(Stored data entries)
# # # # # # #
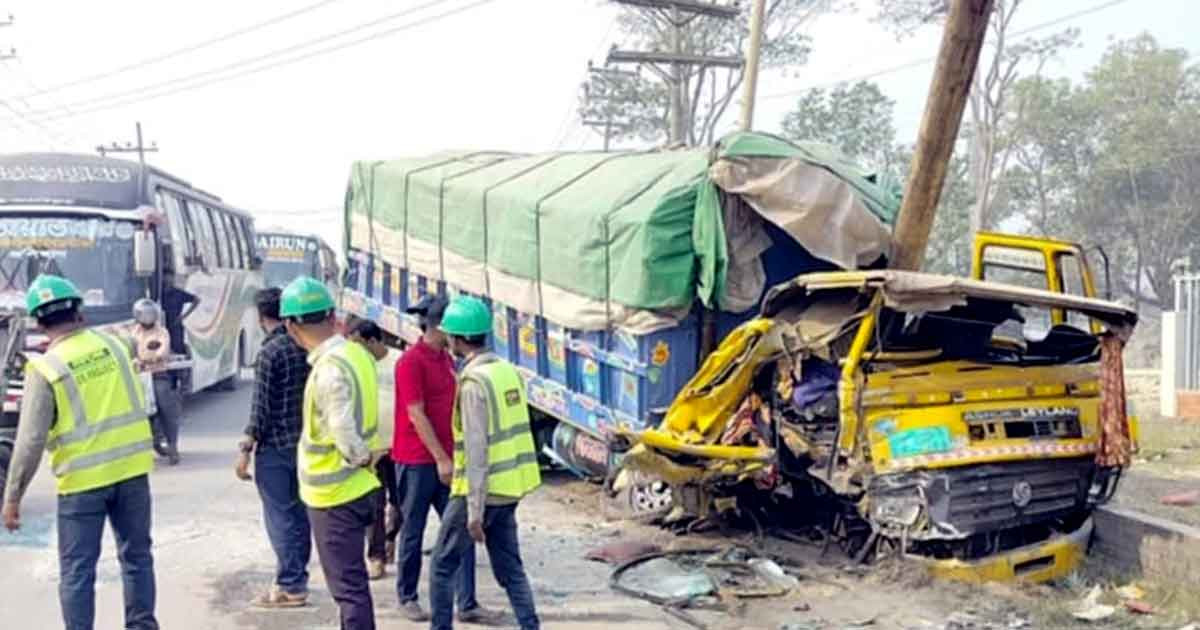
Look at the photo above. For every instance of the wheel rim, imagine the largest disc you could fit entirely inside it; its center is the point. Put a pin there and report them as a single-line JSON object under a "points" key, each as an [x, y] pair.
{"points": [[649, 497]]}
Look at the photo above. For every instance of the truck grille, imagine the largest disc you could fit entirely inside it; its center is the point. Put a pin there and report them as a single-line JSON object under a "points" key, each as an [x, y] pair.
{"points": [[994, 497]]}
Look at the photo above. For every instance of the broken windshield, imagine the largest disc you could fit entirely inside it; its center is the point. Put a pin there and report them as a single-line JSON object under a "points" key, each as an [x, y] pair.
{"points": [[95, 253], [983, 330]]}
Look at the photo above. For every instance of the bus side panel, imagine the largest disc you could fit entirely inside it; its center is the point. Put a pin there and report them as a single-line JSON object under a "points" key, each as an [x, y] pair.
{"points": [[214, 328]]}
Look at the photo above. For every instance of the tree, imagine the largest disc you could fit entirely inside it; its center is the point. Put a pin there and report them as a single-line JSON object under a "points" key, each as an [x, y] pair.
{"points": [[857, 119], [639, 103], [991, 115], [1114, 161]]}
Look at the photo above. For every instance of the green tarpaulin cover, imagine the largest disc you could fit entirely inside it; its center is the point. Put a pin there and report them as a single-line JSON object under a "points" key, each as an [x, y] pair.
{"points": [[587, 239]]}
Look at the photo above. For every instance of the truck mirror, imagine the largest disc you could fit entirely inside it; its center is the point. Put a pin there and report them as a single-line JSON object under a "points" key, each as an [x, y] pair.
{"points": [[145, 261]]}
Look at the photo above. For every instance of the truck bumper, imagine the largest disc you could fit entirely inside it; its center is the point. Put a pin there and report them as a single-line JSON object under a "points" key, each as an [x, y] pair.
{"points": [[1043, 562]]}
# # # # # # #
Pictures are to be dropped, and the remaining data set down exactly.

Look at the photo above. For every instance of the wheel rim, imagine the largest disc you could fit entirely inside it; its center is the point. Put a pin there and report them as a single-line JSON object under a "points" key, each as an [x, y] pair.
{"points": [[649, 497]]}
Look at the photo above. For every instance of the truck grille, imagine the largest disc you could fit entirely inside it; its center is the point. Put a pin there and report them as a single-line JSON object under a "points" key, each as an [x, y] pair.
{"points": [[994, 497]]}
Look at the photo above. For every instance of the broken windshield, imagine the largest disc you could fit entirely inside it; its center is the point. Put a pin there and report them as a single-line JSON object under a "points" key, each as an [x, y] pair.
{"points": [[95, 253], [983, 330]]}
Look at the photo above. For every instance of the bus side panel, imagine the largest disc you could fit entirely inside it; its center is the point. Put a pin there and report them as a single-line JSON object under a "points" key, each as an [x, y] pair.
{"points": [[214, 328]]}
Look at the photo above. For every instance of the tree, imagine the largest disc you could fit entirely inside it; its center is the point. Put a pin there and report them as a single-line JSON object under a "points" key, each as an [x, y] pair.
{"points": [[857, 119], [639, 103], [991, 115], [1114, 161]]}
Look at the photo above. For every instance of the green tarpaulin cover, imagine the largest disc you could fit entirely inside it; its center is the point. Put a pin there and report them as a single-line JSON object under a "points" key, each as an [x, y] pair.
{"points": [[587, 239]]}
Look at the photo above. For every instance of the truck mirror, imagine the largest disc you could fit entirely inside it; its center is the point. Put a pin there and report them as a single-line JSON object under a "points" key, each as an [x, y] pair.
{"points": [[145, 261]]}
Look at the photo above. For every instance of the truck bumper, imagine the largest disc you could fit entirely inside it; its center is the point. Put a pin there and report them as a single-line JSON object under a "points" key, each as an [x, y] pair.
{"points": [[1043, 562]]}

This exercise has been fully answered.